* **Provided text**:
* BEGIN *

RFR(S): 8223217: [TESTBUG] Create JFR tests with JMX across container boundary

mikhailo.seledtsov at oracle.com mikhailo.seledtsov at oracle.com
Fri Feb 21 18:49:21 UTC 2020


Thank you for review. I will make updates that you recommend before push.

Thank you,


On 2/20/20 8:09 PM, Leonid Mesnik wrote:
> The latest version seems fine to me. 2 small nits.
> http://cr.openjdk.java.net/~mseledtsov/8223217.04/test/hotspot/jtreg/containers/docker/TestJFRWithJMX.java.html 
> 71     static AtomicReference<String> ipAddr = new AtomicReference();
> It makes sense to make ipAddr final to prevent some issues during 
> editing test. It wouldn't be possible to set it to null occasionally. 
> Also IDE might warn about mistakes like "if (iAddr == null) {"  
> knowing that ipAddr couldn't be updated.
> 218         try (FileOutputStream fos = new FileOutputStream(f);
> 219              BufferedOutputStream bos = new 
> BufferedOutputStream(fos)) {
> The indentation of line 219 is wrong (at least in webrev). And better 
> to replace it with one line. bos.close() also close FOS.
> 218         try (BufferedOutputStream bos = new 
> BufferedOutputStream(new FileOutputStream(f)) {
> Leonid
> On 2/20/20 4:37 PM, mikhailo.seledtsov at oracle.com wrote:
>> Thank you. I will update per your suggestion.
>> On 2/20/20 4:36 PM, Erik Gahlin wrote:
>>> Looks good.
>>> I think null could be avoided all together and instead have 
>>> something like this:
>>> static JMXConnector waitForJmxConnection(String host, int port)

* END *

* **Recorded data**:
* BEGIN *

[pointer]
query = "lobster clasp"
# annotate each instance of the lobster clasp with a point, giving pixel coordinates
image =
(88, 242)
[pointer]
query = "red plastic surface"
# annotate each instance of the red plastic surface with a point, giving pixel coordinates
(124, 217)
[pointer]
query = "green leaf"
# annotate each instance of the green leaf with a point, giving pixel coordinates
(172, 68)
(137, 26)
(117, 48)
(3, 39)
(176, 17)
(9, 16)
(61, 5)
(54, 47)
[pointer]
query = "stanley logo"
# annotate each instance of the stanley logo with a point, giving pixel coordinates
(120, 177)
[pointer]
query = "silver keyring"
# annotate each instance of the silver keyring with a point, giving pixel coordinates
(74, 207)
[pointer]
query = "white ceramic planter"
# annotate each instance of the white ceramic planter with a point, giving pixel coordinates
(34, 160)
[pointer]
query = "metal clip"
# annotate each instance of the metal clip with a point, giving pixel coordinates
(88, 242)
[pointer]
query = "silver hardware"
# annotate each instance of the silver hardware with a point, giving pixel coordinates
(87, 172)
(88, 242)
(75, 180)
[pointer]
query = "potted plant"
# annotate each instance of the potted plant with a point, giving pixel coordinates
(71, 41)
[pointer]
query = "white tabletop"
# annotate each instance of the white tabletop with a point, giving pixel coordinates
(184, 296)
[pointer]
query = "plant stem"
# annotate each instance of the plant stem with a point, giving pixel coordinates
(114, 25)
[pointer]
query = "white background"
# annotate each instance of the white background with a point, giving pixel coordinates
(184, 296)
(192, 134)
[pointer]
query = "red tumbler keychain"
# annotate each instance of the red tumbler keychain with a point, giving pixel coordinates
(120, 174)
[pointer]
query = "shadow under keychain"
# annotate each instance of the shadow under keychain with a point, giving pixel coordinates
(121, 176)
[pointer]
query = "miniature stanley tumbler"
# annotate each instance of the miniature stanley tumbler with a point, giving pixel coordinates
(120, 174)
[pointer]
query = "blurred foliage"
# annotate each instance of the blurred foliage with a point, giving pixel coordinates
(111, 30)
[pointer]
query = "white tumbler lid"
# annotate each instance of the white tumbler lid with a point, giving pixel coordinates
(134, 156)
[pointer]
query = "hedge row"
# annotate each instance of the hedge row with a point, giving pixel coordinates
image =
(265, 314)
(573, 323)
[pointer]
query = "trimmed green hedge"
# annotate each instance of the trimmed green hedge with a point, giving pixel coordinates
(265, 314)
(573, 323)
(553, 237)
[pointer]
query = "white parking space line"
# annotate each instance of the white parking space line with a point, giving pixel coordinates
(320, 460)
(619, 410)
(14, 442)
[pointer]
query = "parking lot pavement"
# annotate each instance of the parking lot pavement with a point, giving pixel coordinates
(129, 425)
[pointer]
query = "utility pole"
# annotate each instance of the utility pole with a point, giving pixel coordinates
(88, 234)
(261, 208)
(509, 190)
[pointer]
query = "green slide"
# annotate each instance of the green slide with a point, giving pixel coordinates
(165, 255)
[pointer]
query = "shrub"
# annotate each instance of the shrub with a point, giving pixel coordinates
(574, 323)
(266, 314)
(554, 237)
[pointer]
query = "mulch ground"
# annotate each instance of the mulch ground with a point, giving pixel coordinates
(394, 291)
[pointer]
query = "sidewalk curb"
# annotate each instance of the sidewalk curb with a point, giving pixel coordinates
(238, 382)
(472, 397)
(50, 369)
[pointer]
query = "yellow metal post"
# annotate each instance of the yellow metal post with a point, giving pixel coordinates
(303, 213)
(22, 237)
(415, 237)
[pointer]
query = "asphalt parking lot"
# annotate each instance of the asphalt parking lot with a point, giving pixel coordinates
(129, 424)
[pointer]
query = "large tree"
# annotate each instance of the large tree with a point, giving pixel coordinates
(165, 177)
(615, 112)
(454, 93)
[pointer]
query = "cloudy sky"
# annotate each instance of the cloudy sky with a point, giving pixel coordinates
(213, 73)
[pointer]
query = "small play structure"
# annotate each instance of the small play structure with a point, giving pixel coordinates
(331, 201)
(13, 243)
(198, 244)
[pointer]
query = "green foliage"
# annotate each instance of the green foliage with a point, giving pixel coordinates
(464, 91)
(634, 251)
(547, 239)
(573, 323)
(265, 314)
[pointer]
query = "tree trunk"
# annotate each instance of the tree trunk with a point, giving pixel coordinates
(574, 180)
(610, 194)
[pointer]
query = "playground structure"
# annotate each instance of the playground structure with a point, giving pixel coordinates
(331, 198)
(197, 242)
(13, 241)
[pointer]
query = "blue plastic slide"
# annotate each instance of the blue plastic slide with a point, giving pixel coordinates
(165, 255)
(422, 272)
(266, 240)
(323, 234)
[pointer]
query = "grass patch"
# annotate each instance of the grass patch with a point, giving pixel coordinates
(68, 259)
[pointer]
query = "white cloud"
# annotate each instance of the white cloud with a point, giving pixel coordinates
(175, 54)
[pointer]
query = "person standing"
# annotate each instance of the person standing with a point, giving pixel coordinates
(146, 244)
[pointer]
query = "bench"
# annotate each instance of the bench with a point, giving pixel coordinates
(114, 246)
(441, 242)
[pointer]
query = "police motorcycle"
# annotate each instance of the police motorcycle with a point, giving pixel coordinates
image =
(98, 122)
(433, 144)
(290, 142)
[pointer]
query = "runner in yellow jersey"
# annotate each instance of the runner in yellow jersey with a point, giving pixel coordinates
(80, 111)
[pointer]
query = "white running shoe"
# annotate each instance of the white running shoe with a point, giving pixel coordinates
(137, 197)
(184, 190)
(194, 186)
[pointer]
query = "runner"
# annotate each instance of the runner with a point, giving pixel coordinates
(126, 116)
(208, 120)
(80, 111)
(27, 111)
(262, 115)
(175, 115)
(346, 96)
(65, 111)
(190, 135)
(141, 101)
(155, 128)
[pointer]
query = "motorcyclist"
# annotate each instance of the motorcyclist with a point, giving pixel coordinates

* END *

* **Written instruction A**: Please reproduce the code review email word for word from "mikhailo.seledtsov at oracle.com mikhailo.seledtsov" to "2 small nits.".
* **Written instruction B**: Return each line of the listing that contains the string "hedge", with case counting.

* **Full solution A**:
mikhailo.seledtsov at oracle.com mikhailo.seledtsov at oracle.com
Fri Feb 21 18:49:21 UTC 2020


Thank you for review. I will make updates that you recommend before push.

Thank you,


On 2/20/20 8:09 PM, Leonid Mesnik wrote:
> The latest version seems fine to me. 2 small nits.

* **Full solution B**:
query = "hedge row"
# annotate each instance of the hedge row with a point, giving pixel coordinates
query = "trimmed green hedge"
# annotate each instance of the trimmed green hedge with a point, giving pixel coordinates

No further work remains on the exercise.